---------- 所给文段 ----------
C1. Good Subarrays (Easy Version)

C1. Good Subarrays (Easy Version)

This is the easy version of this problem. In this version, we do not have queries. Note that we have multiple test cases in this version. You can make hacks only if both versions of the problem are solved.

An array $b$ of length $m$ is good if for all $i$ the $i$-th element is greater than or equal to $i$. In other words, $b$ is good if and only if $b_i \leq i$ for all $i$ ($1 \leq i \leq m$).

You are given an array $a$ consisting of $n$ positive integers. Find the number of pairs of indices $(l,r)$, where $1 \leq l \leq r \leq n$, such that the array $[a_l,a_{l+1}, \dots ,a_r]$ is good.

Input

Each test contains multiple test cases. The first line contains the number of test cases $t$ ($1 \leq t \leq 2 \cdot {10}^{5}$). Description of the test cases follows.

The first line of each test case contains an integer $n$ ($1 \leq n \leq 2 \cdot {10}^{5}$), the length of the array $a$.

The second line of each test case contains $n$ space-separated integers $a_1,a_2, \dots ,a_n (1 \leq a_i \leq n)$, representing the array $a$.

It is guaranteed that the sum of $n$ over all test cases does not exceed $2 \cdot {10}^{5}$.

Output

For each test case, print the number of suitable pairs of indices.

Example

input

3
3
1 2 3
3
1 1 1
4
2 1 4 3

output

6
3
7

Note

In the first test case, all subarrays of $a$ are good, so all pairs are suitable.

In the second test case, the pairs $(1,1)$, $(2,2)$, and $(3,3)$ are suitable. For example, when $(l,r)=(1,2)$, the array $b=[1,1]$ is not good because $b_2<2$.

 

解题思路

　　比赛的时候是写线段树过的。先说一下思路，首先对于每一个下标$i$，看看它最左可以到达哪里，这个下标位置就是$p_i = min\{ {i - a_i + 1, 1} \}$。然后在区间$[p_i, i]$中，可能会存在某些位置能到达最左边的下标位置会大于$p_i$，因此要在区间$[p_i, i -1]$中找到最大的$p_j, \, (j \in [p_i, i -1])$，那么$[p_j, i]$就是以下标$i$为结尾能够向左取到满足要求的最长的子数组。

　　因为涉及到区间求最值问题，因此可以用线段树来维护各个区间的最大值。
----------
作业要求:
[A] 根据所给文段，解题思路中为什么选用线段树？请用一到三句话说明。
[B] 在列表中，从含有 "Could you point out the white wall" 的那一行起直到列表末尾，把其中的 "in this photo" 全部替换为 "in this image"，其余内容保持不变。只输出这一段，不要附带图片。
所给文段与列表是彼此独立的两份材料。
---------- 列表记录 ----------
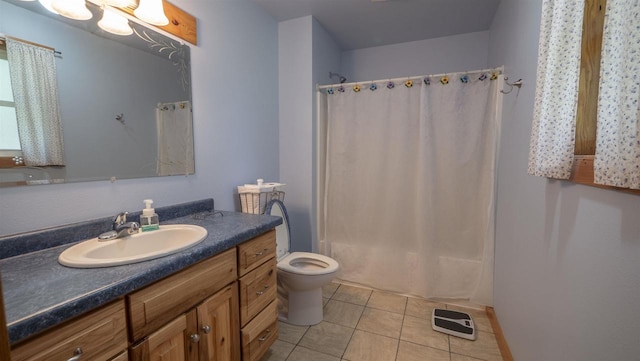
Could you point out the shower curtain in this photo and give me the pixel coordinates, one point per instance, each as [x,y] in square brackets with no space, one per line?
[409,185]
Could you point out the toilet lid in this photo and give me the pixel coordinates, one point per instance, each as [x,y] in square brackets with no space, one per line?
[275,207]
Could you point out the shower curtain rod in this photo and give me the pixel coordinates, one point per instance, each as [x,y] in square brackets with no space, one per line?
[320,87]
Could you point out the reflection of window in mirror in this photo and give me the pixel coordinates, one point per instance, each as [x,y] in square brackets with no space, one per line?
[9,140]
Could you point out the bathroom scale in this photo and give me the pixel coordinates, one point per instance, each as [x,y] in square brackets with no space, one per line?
[454,323]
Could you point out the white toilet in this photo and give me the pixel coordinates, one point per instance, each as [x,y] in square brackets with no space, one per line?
[301,276]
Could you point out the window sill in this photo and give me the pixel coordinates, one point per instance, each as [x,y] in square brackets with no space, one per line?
[582,173]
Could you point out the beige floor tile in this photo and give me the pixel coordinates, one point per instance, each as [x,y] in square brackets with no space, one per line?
[329,289]
[408,351]
[328,338]
[380,322]
[365,346]
[291,333]
[418,330]
[484,347]
[456,357]
[418,307]
[387,301]
[279,351]
[352,294]
[480,317]
[305,354]
[342,313]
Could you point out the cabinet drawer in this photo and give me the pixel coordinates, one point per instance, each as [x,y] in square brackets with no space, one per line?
[257,289]
[260,333]
[101,335]
[164,300]
[122,357]
[253,253]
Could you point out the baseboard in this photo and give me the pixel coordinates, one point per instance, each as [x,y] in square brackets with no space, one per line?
[497,331]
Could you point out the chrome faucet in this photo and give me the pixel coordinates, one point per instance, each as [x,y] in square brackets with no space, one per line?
[121,228]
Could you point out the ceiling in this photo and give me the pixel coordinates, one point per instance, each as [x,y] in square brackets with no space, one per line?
[357,24]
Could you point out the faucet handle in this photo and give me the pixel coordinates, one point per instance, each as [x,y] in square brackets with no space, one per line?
[120,219]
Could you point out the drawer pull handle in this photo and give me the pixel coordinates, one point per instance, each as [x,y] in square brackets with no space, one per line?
[266,336]
[77,354]
[262,292]
[195,338]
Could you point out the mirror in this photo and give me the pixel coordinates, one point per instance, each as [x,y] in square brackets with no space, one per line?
[125,101]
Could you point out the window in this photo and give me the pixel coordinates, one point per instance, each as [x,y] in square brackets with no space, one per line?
[9,139]
[587,111]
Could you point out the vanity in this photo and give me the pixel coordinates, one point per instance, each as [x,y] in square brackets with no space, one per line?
[213,301]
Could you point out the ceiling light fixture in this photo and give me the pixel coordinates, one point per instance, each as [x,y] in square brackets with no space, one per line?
[114,23]
[47,5]
[118,3]
[151,11]
[72,9]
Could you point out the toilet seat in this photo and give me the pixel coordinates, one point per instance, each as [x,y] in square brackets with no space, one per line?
[305,263]
[302,263]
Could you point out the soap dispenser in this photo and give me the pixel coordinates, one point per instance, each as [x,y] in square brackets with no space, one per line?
[149,219]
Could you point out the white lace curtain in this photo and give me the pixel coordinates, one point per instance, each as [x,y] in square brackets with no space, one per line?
[409,193]
[617,158]
[32,70]
[553,131]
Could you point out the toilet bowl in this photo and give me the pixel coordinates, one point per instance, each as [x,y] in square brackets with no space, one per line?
[301,276]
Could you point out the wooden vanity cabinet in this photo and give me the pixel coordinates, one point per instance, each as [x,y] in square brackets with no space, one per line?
[221,309]
[198,308]
[98,335]
[258,291]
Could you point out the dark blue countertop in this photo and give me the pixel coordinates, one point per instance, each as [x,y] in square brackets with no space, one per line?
[40,293]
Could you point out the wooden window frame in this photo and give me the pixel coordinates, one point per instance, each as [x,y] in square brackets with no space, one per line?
[582,171]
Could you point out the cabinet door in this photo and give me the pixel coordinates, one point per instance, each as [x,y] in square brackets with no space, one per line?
[166,344]
[218,326]
[98,335]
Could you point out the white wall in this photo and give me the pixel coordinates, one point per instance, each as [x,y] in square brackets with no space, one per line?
[296,114]
[326,58]
[307,53]
[567,256]
[432,56]
[235,99]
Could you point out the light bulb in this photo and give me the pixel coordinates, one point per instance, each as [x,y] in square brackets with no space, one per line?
[47,5]
[152,12]
[72,9]
[114,23]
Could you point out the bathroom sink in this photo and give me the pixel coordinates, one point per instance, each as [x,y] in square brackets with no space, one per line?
[142,246]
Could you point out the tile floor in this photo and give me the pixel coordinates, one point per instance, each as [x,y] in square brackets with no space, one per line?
[364,325]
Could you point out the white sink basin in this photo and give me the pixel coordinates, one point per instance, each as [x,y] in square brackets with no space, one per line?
[138,247]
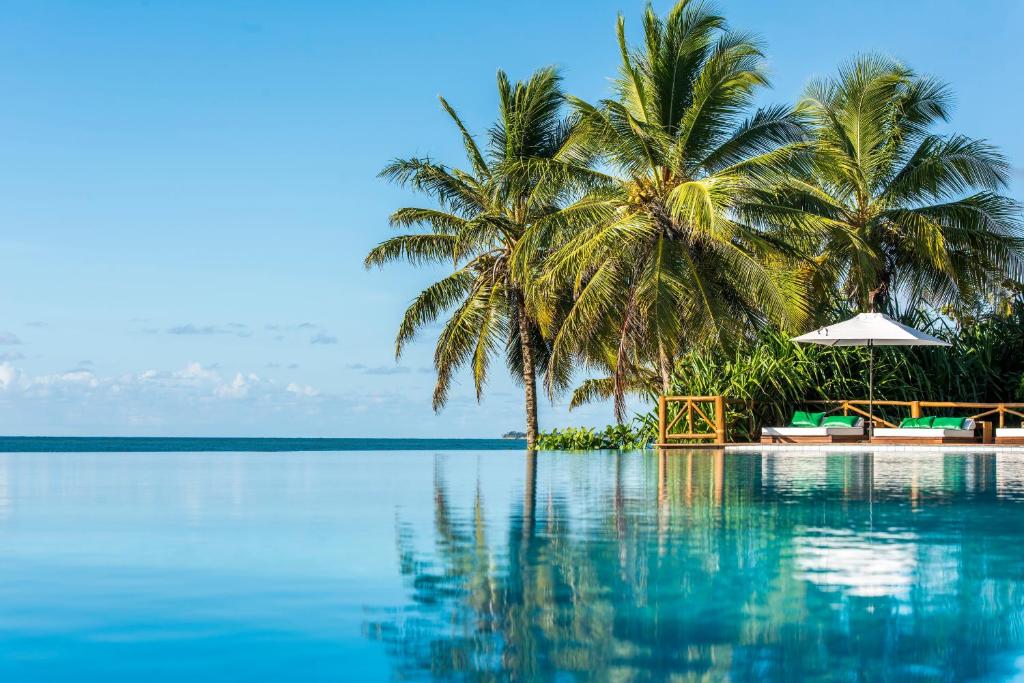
----------
练习答案:
[A] 要在区间 [p_i, i-1] 中找出最大的 p_j，这涉及区间求最值问题，因此用线段树来维护各个区间的最大值。

[B]
Could you point out the white wall in this image and give me the pixel coordinates, one point per instance, each as [x,y] in square brackets with no space, one per line?
[296,114]
[326,58]
[307,53]
[567,256]
[432,56]
[235,99]
Could you point out the light bulb in this image and give me the pixel coordinates, one point per instance, each as [x,y] in square brackets with no space, one per line?
[47,5]
[152,12]
[72,9]
[114,23]
Could you point out the bathroom sink in this image and give me the pixel coordinates, one point per instance, each as [x,y] in square brackets with no space, one per line?
[142,246]
Could you point out the tile floor in this image and give me the pixel coordinates, one point per instance, each as [x,y] in square brackets with no space, one per line?
[364,325]
Could you point out the white sink basin in this image and give me the pixel coordinates, one point per instance, each as [x,y] in square brackets with no space, one per line?
[138,247]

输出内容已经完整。